Segment Start: The data

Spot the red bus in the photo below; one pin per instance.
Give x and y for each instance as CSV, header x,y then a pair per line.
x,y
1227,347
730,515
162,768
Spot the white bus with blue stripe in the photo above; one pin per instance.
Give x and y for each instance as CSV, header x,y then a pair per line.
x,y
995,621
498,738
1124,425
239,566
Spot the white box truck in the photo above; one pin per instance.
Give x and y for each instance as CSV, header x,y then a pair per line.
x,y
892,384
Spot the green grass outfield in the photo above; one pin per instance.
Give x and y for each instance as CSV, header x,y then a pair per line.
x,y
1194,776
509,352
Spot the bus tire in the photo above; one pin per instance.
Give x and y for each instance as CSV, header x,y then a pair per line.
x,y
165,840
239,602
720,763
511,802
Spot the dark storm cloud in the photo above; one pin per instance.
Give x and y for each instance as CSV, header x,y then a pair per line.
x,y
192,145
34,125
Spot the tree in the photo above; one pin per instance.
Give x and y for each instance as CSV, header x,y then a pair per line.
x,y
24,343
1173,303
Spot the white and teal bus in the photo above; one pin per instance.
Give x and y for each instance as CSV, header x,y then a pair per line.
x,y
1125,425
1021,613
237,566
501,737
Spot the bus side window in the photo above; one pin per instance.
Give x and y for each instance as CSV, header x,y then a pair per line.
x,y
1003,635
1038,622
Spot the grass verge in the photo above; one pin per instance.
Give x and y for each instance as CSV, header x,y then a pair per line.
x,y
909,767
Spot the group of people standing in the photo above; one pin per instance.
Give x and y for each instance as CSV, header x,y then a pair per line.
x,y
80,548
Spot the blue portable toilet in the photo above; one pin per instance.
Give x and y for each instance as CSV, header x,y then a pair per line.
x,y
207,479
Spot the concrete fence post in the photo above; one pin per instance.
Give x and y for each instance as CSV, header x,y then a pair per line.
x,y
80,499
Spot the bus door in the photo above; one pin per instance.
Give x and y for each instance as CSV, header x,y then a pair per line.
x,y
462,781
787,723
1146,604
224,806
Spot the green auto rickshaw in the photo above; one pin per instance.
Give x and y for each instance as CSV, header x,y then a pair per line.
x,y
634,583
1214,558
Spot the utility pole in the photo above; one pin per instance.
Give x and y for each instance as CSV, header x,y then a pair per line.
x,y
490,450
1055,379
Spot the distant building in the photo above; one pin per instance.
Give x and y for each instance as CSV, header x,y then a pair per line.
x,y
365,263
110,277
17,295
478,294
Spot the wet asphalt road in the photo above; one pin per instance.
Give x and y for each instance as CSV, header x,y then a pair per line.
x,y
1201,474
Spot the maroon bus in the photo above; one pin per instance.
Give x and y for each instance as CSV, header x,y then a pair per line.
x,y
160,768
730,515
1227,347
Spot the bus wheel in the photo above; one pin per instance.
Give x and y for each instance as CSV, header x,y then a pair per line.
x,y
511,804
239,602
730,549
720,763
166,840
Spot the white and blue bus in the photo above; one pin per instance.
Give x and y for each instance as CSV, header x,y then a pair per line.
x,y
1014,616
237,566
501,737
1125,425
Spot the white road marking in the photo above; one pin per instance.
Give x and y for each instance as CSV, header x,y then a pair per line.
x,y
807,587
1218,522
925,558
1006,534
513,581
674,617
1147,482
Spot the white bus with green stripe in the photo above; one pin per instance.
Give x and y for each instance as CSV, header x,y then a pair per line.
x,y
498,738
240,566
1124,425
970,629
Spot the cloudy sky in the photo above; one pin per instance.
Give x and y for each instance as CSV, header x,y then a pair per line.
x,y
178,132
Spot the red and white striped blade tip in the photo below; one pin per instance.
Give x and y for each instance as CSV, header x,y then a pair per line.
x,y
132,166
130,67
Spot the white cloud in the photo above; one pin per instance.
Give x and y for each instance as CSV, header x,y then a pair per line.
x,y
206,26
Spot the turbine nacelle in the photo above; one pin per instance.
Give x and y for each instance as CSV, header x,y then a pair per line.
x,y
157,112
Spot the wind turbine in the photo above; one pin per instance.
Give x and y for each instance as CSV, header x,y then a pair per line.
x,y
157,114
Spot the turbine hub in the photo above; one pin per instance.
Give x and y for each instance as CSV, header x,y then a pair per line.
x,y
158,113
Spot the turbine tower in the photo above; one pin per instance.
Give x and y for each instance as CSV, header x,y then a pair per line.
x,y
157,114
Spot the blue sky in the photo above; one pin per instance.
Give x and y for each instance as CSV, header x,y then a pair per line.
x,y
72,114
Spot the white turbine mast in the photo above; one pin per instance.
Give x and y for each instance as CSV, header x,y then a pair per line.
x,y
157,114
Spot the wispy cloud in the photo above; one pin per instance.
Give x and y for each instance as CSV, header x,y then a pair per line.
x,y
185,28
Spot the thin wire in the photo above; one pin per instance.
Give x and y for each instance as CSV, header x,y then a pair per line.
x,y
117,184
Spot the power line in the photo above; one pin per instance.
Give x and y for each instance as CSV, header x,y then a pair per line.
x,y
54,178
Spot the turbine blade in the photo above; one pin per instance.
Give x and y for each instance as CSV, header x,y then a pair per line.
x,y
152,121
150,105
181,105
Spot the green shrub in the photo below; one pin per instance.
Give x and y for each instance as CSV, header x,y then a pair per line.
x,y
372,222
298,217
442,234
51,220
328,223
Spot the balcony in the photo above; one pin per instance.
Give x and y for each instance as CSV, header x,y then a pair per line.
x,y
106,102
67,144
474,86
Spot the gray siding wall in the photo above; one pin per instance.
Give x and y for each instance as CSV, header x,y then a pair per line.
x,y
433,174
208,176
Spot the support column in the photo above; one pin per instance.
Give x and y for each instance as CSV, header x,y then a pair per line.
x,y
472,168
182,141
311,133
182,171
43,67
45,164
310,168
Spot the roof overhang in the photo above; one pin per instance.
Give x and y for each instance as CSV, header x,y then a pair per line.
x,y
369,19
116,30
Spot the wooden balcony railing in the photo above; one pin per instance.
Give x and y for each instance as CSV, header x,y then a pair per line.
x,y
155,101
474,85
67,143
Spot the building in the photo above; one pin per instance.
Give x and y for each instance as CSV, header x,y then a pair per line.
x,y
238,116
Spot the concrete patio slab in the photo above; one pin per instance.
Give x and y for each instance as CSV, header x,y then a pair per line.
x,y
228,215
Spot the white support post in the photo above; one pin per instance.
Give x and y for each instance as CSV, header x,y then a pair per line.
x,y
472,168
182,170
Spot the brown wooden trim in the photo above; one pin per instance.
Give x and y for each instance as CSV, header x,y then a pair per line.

Segment End: The data

▶ **What you will do**
Filter the listing above for the string "building" and copy every matching line.

▶ **Task response**
Spot the distant building in the photo above; one pin per instance.
Spot the building in the photo above; one pin per instance.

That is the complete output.